-- START PASSAGE PROVIDED --
Consider sequence of numbers $a_r,\;r\geq0\;$ with $a_0=1\;$ and $a_{r+1}^2=1+a_r\cdot a_{r+2}.\;$ Then which of the following is/are true?

Question

Let $\alpha, \beta$ are roots of equation $x^2-a_1 x+1=0$ and consider sequence of numbers $a_r,\;r\geq0\;$ with $a_0=1\;$ and $a_{r+1}^2=1+a_r\cdot a_{r+2}.\;$ Then which of the following is/are true?

(A) $a_r+a_{r+2}=a_1 \cdot a_{r+1}$

(B) $a_r+a_{r+2}=2\cdot a_{r+1}$

(C) $a_n=\dfrac{\alpha^{n+1}-\beta^{n+1}}{\alpha-\beta}$

(D) $a_n=\dfrac{\alpha^{n+1}+\beta^{n+1}}{\alpha+\beta}$

My Approach:

Since it is given that $a_{r+1}^2=1+a_r\cdot a_{r+2}.\; \implies a_{r+1}^2-1=a_r\cdot a_{r+2}.\;$

Now using option (A) $\;a_r+a_{r+2}=a_{r}+\dfrac{a_{r+1}^2-1}{a_r}\implies a_r+a_{r+2}=\dfrac{a_{r}^2-1+a_{r+1}^2}{a_r}\implies a_r+a_{r+2}=\dfrac{(a_{r-1}+a_{r+1})\cdot a_{r+1}}{a_r}.$

Now $a_{r-1}+a_{r+1}=a_{r-1}+\dfrac{a_{r}^2-1}{a_{r-1}}\implies a_{r-1}+a_{r+1}=\dfrac{a_{r-1}^2-1+a_{r}^2}{a_{r-1}}\implies a_{r-1}+a_{r+1}=\dfrac{(a_{r-2}+a_{r})\cdot a_{r}}{a_{r-1}}$

When i continue this process i obtain $a_{r}+a_{r+2}=\dfrac{(a_0+a_2)a_2}{a_1}$

But answer given is (A), How do i obtain answer as option (A) which depend upon $\;a_{r+1}?\;$

Also how to obtain option (C) and (D)?
-- END PASSAGE PROVIDED --
-- START RECORDS SUPPLIED --
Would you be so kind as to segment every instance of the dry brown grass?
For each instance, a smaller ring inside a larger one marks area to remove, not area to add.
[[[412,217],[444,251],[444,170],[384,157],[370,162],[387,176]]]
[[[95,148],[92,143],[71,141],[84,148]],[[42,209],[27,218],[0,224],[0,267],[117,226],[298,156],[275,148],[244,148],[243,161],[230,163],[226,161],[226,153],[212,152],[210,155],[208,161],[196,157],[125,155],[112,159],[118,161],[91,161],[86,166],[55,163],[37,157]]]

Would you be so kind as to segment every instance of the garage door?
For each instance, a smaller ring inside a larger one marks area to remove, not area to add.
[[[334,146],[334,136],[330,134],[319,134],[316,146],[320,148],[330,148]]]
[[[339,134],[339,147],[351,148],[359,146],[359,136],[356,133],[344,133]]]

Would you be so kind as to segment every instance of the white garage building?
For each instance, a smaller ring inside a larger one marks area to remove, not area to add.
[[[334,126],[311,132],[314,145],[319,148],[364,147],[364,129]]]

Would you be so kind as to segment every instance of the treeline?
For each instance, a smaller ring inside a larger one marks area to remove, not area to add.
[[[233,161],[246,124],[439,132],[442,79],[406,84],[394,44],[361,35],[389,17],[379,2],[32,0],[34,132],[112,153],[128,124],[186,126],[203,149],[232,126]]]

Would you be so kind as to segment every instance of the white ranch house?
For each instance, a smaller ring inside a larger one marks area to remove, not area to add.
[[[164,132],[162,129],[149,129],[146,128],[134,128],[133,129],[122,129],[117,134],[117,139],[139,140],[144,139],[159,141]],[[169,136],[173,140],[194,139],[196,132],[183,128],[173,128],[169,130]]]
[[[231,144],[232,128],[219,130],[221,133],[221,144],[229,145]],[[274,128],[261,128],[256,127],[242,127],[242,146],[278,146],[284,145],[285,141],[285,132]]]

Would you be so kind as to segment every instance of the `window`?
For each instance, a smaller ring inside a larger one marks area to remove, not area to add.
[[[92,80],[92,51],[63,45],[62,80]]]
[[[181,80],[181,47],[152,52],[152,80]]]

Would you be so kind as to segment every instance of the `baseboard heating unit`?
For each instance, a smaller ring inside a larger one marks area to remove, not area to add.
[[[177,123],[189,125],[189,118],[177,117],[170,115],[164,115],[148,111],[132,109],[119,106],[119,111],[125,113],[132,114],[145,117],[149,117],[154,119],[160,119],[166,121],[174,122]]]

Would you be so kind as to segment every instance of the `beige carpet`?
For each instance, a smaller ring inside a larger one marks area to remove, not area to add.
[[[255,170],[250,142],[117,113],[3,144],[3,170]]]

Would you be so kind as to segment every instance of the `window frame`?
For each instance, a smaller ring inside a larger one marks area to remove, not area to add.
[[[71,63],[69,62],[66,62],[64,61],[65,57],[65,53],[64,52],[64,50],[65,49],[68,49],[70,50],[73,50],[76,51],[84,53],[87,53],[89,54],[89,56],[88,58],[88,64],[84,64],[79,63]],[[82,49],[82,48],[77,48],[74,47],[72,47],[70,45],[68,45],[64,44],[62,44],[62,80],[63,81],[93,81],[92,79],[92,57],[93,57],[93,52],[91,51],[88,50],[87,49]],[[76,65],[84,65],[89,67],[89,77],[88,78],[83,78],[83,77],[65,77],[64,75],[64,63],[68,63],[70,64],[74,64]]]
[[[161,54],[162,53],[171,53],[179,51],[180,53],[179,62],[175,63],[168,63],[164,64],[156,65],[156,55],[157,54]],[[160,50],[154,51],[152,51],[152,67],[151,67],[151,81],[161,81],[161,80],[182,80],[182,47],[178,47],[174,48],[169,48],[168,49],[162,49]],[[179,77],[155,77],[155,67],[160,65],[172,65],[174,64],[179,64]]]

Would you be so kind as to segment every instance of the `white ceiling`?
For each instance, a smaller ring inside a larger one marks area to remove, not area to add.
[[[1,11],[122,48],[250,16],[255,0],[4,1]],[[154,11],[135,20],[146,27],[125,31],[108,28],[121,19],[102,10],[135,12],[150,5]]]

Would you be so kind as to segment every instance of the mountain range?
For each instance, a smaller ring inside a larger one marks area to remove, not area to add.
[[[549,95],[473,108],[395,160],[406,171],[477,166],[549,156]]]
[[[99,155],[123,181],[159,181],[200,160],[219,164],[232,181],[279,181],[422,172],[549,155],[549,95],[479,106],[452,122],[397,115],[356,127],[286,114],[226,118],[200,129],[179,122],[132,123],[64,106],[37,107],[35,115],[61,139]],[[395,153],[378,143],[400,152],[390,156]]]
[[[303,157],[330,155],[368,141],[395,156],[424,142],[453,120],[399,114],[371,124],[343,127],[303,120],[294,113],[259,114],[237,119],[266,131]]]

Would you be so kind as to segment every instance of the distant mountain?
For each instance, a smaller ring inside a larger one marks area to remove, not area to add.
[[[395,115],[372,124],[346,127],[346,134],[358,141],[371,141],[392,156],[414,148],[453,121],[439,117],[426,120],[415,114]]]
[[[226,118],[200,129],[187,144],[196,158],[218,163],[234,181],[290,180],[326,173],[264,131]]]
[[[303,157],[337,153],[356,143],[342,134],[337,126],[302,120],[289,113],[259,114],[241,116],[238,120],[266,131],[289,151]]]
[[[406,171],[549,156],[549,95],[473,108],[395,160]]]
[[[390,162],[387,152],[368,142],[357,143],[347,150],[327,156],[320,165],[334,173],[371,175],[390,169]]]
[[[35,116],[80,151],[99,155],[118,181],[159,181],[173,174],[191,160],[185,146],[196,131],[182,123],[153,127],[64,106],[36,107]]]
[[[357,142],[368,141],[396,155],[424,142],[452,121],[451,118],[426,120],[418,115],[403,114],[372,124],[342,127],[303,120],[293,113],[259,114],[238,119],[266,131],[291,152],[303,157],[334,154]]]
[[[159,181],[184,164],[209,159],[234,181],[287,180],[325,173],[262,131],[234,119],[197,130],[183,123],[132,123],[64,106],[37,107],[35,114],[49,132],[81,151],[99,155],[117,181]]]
-- END RECORDS SUPPLIED --
REQUIREMENTS -
1. According to the thread on the number sequence, which option is given as the answer?
2. From the thread on the number sequence, reproduce word for word the stretch from "Since it is" through "(C) and (D)?".
3. Restate more briefly the paragraph of the thread on the number sequence that begins "Let $\alpha, \beta$ are roots", keeping its main facts.

SOLUTIONS TO THE EXERCISE -
1. Option (A), $a_r+a_{r+2}=a_1 \cdot a_{r+1}$.

2.
Since it is given that $a_{r+1}^2=1+a_r\cdot a_{r+2}.\; \implies a_{r+1}^2-1=a_r\cdot a_{r+2}.\;$

Now using option (A) $\;a_r+a_{r+2}=a_{r}+\dfrac{a_{r+1}^2-1}{a_r}\implies a_r+a_{r+2}=\dfrac{a_{r}^2-1+a_{r+1}^2}{a_r}\implies a_r+a_{r+2}=\dfrac{(a_{r-1}+a_{r+1})\cdot a_{r+1}}{a_r}.$

Now $a_{r-1}+a_{r+1}=a_{r-1}+\dfrac{a_{r}^2-1}{a_{r-1}}\implies a_{r-1}+a_{r+1}=\dfrac{a_{r-1}^2-1+a_{r}^2}{a_{r-1}}\implies a_{r-1}+a_{r+1}=\dfrac{(a_{r-2}+a_{r})\cdot a_{r}}{a_{r-1}}$

When i continue this process i obtain $a_{r}+a_{r+2}=\dfrac{(a_0+a_2)a_2}{a_1}$

But answer given is (A), How do i obtain answer as option (A) which depend upon $\;a_{r+1}?\;$

Also how to obtain option (C) and (D)?

3. With $\alpha, \beta$ the roots of $x^2-a_1 x+1=0$, and a sequence $a_r$ ($r\geq0$) where $a_0=1$ and $a_{r+1}^2=1+a_r\cdot a_{r+2}$, which of the listed statements are true?